DOCUMENT EXCERPT:
2 stroke thread (with occasional F1 relevance!)

[Pinger]

A 2-stroke like the TPi of KTM is hurting at partial loads because it cannot help running with a high quantity of residual gas in the cylinder.

Yes, call it EGR and use it to curb NOx formation.

With a small quantity of air-fuel mixture “lost” into a big quantity of residual gas, the combustion in the 2-stroke cannot be complete / clean.

That manifests itself as a misfire (4-stroking) at very low loads but at loads above that level it isn't as problematic as all that. Anyway, the emission tests focus (through as weighting system) on mid loads, typically between 25 and 75% of full load.

Reasonably, the triple 750cc TPi, which will run at substantially lighter load than the single cylinder KTM250EXC TPi (which barely passes the euro-4 emissions regulations), cannot but being worse.

HC emissions are proportional with delivery ratio. Pumping losses are inversely proportional to delivery ratio. It's all in favour of the larger engine.
Test data I have here for a 2.31kW handheld 2T engine shows HC emissions at idle and full load of 13179 and 14220ppm respectively. At the lowest load (idle) it emits lower HC than at WOT showing that it is delivery ratio that causes the worst emissions of HC. This on an engine that will have a delivery ratio of no greater than 0.5. Up the delivery ratio and the full load figure will worsen. For this type of engine, the idle figure will assume a 15% relevance in the test, the full load, 85%. So even a lousy idle figure isn't disastrous for this engine (which can pass the EPA Phase 3 test at 49.4g/kWh, max permitted is 50g/kWh). Raise the delivery ratio though and it's stuffed.

The direct injection 2-strokes (like the E-TEC of Rotax / Evinrude / Bombardier) can use stratified charge (direct injection towards the spark plug) to improve the partial load operation of the 2-stroke. However at the areas of the cylinder wherein the mixture gets too lean, the flame outas out and the combustion cannot be complete / clean.

INFORMATION SUPPLIED:
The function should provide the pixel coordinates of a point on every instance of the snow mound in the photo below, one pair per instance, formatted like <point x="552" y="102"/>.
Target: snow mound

WHAT IS BEING ASKED:
In the 2-stroke thread, what HC emission figures does the test data for the 2.31kW handheld 2T engine show at idle and at full load?

RESPONSE TO THIS TASK:
13179 ppm at idle and 14220 ppm at full load.